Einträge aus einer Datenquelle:
↓
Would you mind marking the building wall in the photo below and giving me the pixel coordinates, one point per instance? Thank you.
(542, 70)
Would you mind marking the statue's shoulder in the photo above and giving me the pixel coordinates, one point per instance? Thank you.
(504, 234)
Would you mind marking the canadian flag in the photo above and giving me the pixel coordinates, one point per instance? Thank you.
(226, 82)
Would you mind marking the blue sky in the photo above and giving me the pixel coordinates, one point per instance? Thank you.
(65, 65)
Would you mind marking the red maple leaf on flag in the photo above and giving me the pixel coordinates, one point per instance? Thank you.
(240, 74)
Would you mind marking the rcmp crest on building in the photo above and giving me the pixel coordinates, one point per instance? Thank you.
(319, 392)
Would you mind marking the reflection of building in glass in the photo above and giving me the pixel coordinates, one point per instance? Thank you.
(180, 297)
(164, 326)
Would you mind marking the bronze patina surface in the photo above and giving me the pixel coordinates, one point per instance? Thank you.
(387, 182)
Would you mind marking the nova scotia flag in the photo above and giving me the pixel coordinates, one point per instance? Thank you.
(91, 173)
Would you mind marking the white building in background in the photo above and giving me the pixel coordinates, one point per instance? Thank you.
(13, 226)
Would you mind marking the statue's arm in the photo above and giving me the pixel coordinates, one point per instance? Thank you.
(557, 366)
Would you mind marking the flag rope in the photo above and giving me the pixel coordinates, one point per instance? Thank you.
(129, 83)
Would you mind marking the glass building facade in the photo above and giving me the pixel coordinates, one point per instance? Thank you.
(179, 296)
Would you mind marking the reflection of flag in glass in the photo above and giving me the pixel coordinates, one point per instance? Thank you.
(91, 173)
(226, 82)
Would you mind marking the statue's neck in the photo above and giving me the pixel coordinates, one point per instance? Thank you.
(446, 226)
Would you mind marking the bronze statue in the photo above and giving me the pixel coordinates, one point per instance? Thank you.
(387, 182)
↑
Ordne bitte alle Zeilen oben als Markdown-Tabelle mit den Spalten „Nr.“ und „Zeileninhalt“ an und lass dabei leere Zeilen weg.

Antwort
| Nr. | Zeileninhalt |
|---|---|
| 1 | Would you mind marking the building wall in the photo below and giving me the pixel coordinates, one point per instance? Thank you. |
| 2 | (542, 70) |
| 3 | Would you mind marking the statue's shoulder in the photo above and giving me the pixel coordinates, one point per instance? Thank you. |
| 4 | (504, 234) |
| 5 | Would you mind marking the canadian flag in the photo above and giving me the pixel coordinates, one point per instance? Thank you. |
| 6 | (226, 82) |
| 7 | Would you mind marking the blue sky in the photo above and giving me the pixel coordinates, one point per instance? Thank you. |
| 8 | (65, 65) |
| 9 | Would you mind marking the red maple leaf on flag in the photo above and giving me the pixel coordinates, one point per instance? Thank you. |
| 10 | (240, 74) |
| 11 | Would you mind marking the rcmp crest on building in the photo above and giving me the pixel coordinates, one point per instance? Thank you. |
| 12 | (319, 392) |
| 13 | Would you mind marking the reflection of building in glass in the photo above and giving me the pixel coordinates, one point per instance? Thank you. |
| 14 | (180, 297) |
| 15 | (164, 326) |
| 16 | Would you mind marking the bronze patina surface in the photo above and giving me the pixel coordinates, one point per instance? Thank you. |
| 17 | (387, 182) |
| 18 | Would you mind marking the nova scotia flag in the photo above and giving me the pixel coordinates, one point per instance? Thank you. |
| 19 | (91, 173) |
| 20 | Would you mind marking the white building in background in the photo above and giving me the pixel coordinates, one point per instance? Thank you. |
| 21 | (13, 226) |
| 22 | Would you mind marking the statue's arm in the photo above and giving me the pixel coordinates, one point per instance? Thank you. |
| 23 | (557, 366) |
| 24 | Would you mind marking the flag rope in the photo above and giving me the pixel coordinates, one point per instance? Thank you. |
| 25 | (129, 83) |
| 26 | Would you mind marking the glass building facade in the photo above and giving me the pixel coordinates, one point per instance? Thank you. |
| 27 | (179, 296) |
| 28 | Would you mind marking the reflection of flag in glass in the photo above and giving me the pixel coordinates, one point per instance? Thank you. |
| 29 | (91, 173) |
| 30 | (226, 82) |
| 31 | Would you mind marking the statue's neck in the photo above and giving me the pixel coordinates, one point per instance? Thank you. |
| 32 | (446, 226) |
| 33 | Would you mind marking the bronze statue in the photo above and giving me the pixel coordinates, one point per instance? Thank you. |
| 34 | (387, 182) |